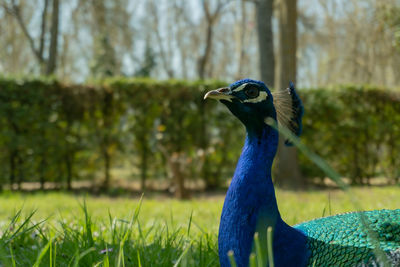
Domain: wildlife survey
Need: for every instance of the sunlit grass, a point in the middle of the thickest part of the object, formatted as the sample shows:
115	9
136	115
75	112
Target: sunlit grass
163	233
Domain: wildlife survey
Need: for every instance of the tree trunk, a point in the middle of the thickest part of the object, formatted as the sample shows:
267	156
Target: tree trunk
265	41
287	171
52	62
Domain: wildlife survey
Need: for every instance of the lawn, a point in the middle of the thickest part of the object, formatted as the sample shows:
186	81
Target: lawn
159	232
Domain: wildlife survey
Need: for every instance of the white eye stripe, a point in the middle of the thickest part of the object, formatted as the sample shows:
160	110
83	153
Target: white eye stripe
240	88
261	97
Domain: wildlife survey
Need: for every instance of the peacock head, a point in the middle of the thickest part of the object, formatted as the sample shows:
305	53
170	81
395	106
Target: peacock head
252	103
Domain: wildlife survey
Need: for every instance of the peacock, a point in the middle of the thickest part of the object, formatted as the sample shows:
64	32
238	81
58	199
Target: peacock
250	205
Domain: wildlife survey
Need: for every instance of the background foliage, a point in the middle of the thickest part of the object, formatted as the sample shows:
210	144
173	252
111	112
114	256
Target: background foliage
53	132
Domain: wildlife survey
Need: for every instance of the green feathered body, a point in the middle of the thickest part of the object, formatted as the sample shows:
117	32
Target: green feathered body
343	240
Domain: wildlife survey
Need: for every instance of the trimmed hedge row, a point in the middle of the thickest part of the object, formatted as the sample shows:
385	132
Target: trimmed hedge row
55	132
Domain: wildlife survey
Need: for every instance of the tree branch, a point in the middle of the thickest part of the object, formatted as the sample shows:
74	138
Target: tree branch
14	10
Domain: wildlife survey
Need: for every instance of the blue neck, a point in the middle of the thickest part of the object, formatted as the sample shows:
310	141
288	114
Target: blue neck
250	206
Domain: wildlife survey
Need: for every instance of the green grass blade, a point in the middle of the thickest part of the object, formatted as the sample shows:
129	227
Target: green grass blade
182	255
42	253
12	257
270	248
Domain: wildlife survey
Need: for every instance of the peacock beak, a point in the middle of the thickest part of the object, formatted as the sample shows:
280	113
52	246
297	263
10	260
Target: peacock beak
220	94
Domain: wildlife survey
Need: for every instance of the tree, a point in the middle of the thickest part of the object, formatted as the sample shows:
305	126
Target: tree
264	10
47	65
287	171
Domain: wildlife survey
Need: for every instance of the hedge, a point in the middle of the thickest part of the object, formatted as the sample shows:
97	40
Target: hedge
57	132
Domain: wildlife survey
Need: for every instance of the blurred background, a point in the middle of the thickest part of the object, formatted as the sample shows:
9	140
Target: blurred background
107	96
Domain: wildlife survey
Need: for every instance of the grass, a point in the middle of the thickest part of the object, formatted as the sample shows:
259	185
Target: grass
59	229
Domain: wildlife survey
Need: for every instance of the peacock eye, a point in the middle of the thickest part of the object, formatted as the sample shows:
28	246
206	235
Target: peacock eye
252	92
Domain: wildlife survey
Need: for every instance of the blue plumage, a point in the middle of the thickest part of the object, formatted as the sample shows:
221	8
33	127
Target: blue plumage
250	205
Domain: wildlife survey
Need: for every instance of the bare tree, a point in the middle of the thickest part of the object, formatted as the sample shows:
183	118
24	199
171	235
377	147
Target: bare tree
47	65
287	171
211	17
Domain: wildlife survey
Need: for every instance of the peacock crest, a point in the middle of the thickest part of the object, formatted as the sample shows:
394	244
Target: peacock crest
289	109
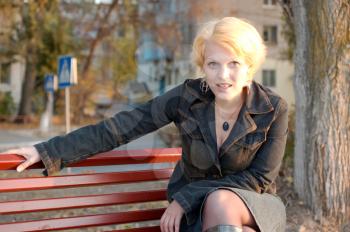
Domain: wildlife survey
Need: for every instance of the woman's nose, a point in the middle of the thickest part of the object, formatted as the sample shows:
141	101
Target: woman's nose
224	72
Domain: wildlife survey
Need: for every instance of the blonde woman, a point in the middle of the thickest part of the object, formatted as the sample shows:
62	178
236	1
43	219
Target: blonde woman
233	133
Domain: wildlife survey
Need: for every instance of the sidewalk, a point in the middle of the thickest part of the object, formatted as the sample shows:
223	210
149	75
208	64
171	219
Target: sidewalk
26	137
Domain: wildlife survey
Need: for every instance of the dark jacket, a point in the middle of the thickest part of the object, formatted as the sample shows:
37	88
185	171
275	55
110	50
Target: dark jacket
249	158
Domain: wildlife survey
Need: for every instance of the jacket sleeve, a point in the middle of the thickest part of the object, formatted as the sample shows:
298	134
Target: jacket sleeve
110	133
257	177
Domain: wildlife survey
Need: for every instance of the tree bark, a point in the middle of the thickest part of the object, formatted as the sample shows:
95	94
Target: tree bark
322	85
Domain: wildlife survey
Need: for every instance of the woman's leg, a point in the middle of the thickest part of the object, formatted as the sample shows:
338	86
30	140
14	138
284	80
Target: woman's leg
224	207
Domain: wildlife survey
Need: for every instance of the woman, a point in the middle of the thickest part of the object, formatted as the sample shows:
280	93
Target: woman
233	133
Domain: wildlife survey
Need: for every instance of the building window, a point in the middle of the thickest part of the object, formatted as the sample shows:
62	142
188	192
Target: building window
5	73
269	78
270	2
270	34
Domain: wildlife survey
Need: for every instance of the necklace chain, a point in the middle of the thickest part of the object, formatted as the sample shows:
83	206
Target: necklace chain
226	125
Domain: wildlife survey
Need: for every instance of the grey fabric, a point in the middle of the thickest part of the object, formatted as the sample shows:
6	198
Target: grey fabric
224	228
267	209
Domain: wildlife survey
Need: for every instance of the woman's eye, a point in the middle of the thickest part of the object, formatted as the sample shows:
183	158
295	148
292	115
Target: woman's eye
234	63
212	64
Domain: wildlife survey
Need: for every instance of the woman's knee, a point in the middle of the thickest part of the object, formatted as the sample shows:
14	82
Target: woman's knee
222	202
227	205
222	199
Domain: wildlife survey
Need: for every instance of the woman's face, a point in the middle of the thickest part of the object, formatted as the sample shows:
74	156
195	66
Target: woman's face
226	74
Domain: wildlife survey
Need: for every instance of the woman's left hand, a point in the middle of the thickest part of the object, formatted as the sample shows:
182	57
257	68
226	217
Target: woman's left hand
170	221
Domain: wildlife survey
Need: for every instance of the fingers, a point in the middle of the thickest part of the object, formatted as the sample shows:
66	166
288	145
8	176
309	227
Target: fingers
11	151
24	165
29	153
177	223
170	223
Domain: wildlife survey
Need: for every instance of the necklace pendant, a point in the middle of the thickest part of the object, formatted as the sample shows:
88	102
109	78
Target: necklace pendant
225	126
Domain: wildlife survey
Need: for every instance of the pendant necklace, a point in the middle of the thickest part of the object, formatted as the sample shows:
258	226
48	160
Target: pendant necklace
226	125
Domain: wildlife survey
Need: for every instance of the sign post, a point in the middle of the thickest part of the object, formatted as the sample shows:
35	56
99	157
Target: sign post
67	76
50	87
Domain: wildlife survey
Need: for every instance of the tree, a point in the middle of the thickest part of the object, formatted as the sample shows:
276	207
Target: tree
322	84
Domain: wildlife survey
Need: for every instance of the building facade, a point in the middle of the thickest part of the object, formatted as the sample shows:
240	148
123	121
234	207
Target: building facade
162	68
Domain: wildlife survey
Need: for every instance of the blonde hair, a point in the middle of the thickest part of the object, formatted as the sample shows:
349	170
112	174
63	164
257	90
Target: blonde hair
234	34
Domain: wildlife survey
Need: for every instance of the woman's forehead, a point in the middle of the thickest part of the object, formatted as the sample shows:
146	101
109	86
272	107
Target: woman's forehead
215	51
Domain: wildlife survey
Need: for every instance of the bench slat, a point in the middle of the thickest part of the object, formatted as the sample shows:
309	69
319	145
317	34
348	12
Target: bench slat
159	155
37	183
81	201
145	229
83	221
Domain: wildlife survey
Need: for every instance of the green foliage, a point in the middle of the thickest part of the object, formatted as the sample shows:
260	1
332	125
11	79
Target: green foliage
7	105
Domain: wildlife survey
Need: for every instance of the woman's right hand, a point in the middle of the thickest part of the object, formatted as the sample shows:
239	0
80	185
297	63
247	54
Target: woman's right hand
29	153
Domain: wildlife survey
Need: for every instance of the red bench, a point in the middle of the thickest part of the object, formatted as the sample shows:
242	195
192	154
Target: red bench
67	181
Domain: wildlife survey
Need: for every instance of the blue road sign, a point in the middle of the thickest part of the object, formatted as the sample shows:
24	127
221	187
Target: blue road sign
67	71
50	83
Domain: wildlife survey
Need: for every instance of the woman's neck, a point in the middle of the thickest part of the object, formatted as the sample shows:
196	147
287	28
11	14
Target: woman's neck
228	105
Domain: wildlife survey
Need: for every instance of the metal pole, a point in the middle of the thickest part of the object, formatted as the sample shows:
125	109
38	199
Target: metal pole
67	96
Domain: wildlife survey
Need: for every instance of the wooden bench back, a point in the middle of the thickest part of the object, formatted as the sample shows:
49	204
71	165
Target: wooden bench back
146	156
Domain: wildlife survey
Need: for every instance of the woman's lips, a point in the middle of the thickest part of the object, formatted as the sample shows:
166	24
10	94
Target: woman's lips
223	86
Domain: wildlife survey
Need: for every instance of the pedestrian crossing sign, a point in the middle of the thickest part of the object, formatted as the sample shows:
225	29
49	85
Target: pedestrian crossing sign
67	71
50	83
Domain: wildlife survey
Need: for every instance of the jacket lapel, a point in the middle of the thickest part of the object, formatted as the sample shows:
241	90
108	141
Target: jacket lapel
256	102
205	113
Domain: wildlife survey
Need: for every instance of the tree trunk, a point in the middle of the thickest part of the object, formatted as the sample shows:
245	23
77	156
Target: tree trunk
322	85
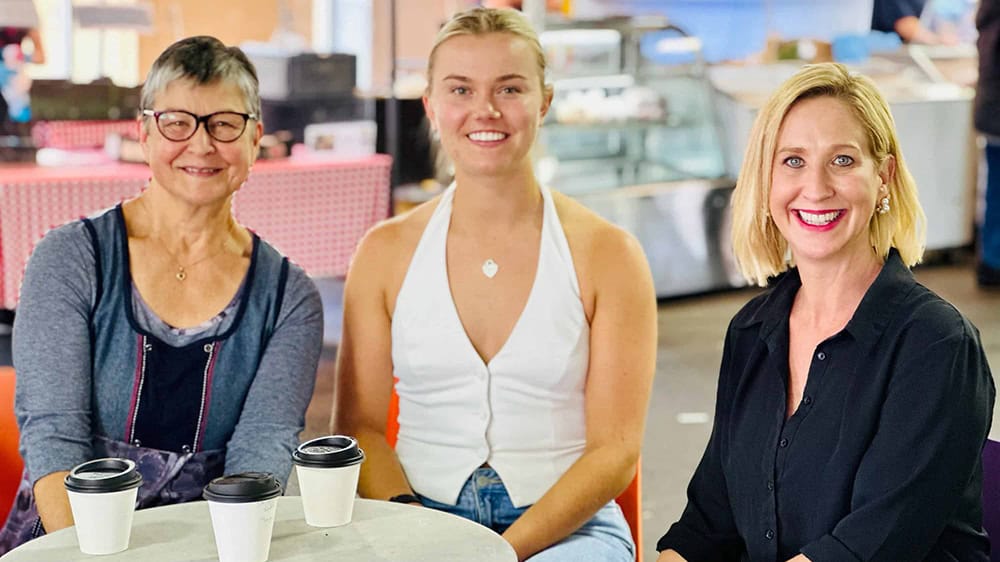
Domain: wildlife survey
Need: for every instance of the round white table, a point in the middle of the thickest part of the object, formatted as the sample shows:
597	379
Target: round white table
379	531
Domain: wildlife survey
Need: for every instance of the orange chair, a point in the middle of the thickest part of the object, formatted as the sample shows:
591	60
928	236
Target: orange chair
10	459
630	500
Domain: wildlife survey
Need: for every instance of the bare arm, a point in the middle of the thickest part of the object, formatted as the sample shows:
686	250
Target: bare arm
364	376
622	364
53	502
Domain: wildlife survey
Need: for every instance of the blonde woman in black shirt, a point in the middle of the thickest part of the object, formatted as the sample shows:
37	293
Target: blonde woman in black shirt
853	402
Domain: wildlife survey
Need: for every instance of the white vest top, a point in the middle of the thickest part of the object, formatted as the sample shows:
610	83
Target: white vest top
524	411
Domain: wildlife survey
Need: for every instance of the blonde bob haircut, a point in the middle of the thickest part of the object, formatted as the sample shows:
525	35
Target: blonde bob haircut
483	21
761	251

+ + +

TASK DESCRIPTION: Find each line in the rows above that contains the word "lapel", and copy those lines out in full.

EXERCISE OUTPUT:
Need: for every instance of the jacket lapel, a point in the middle of the thickest part of the object, formatted as the sample shows:
Target: jacket lapel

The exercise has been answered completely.